(SOURCE):
>>
ANOVA

10 minute read

Published: April 16, 2021

This post explains ANOVA.

F-table

| | | | ———————————————————— | ———————————————————— |

Comparing Samples

Product A	Product B	Product C
12	40	65
15	45	45
10	50	30
14	60	40

Which of the products have significantly different prices
- Product A and Product B
- Product A and Product C
- Product B and Product C
- No significant difference
How many t-tests would we need to compare for 4 samples A, B, C, D
- 6 (AB, AC, AD, BC, BD, AD)
<<
(INFORMATION PROVIDED):
>>
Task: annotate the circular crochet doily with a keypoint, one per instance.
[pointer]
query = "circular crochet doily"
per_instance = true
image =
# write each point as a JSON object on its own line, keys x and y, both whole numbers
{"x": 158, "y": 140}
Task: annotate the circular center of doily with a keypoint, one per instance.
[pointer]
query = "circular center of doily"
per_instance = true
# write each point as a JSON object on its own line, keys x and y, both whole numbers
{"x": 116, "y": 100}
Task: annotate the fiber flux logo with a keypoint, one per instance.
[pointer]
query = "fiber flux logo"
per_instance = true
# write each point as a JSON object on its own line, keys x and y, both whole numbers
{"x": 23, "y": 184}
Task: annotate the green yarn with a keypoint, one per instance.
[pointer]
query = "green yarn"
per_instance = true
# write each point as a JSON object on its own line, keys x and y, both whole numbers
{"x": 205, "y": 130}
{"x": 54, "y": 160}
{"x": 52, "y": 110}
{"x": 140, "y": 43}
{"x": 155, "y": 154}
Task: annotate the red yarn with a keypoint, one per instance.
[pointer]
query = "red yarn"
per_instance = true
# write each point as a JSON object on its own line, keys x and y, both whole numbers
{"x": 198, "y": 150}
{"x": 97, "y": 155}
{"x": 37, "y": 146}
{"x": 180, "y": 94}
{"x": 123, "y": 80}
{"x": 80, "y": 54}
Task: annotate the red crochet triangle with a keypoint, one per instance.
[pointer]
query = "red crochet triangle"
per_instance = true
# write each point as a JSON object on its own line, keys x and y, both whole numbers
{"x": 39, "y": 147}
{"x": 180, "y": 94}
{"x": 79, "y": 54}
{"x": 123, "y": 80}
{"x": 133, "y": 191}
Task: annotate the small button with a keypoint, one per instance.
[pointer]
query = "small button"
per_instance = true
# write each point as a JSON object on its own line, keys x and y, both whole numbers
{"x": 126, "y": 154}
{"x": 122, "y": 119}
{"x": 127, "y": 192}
<<
(WHAT THIS EXERCISE ASKS):
(1) Repeat the ANOVA post from "Which of the" to "BC, BD, AD)", swapping "significantly" for "meaningfully".
(2) According to the ANOVA post, on what date was it published?
(3) Carry on writing the ANOVA post from its last line.

(RESULTS OF THE TASKS):
(1)
Which of the products have meaningfully different prices
- Product A and Product B
- Product A and Product C
- Product B and Product C
- No significant difference
How many t-tests would we need to compare for 4 samples A, B, C, D
- 6 (AB, AC, AD, BC, BD, AD)

(2) April 16, 2021

(3)
- $\binom{n}{2} = \frac{n!}{2!(n-2)!}$

$tStatistic = \frac{\bar{X_1}-\bar{X_2}}{\sqrt{\frac{S_1^2}{n_1}+\frac{S_2^2}{n_2}}}$

Compare three or more samples = $\frac{distance/variability~between~means}{error}$

To compare three or more samples
- Find the average squared deviation of each sample mean from the total mean
  - like std
- Total Mean or Grand Mean $\bar{X_G}$
- Samples sizes equal
  - Mean of all Means
    - $\bar{X_G} = \text{Mean of sample means} = \frac{\bar{X_1} + \bar{X_2}+…+\bar{X_n}}{n}$
  - Compute Mean of all values
    - $\bar{X_G} = \frac{X_1 + X_2+…+X_N}{N}$
- If not equal
  - Compute Mean of all values
    - $\bar{X_G} = \frac{X_1 + X_2+…+X_N}{N}$

Between-group Variability

Conclusions from the deviation of each sample mean from the mean of means
- Smaller the distance between sample means (mean of groups are close to each other)
  - less likely population means will differ significantly
- Greater the distance between sample means (mean of groups are far from each other)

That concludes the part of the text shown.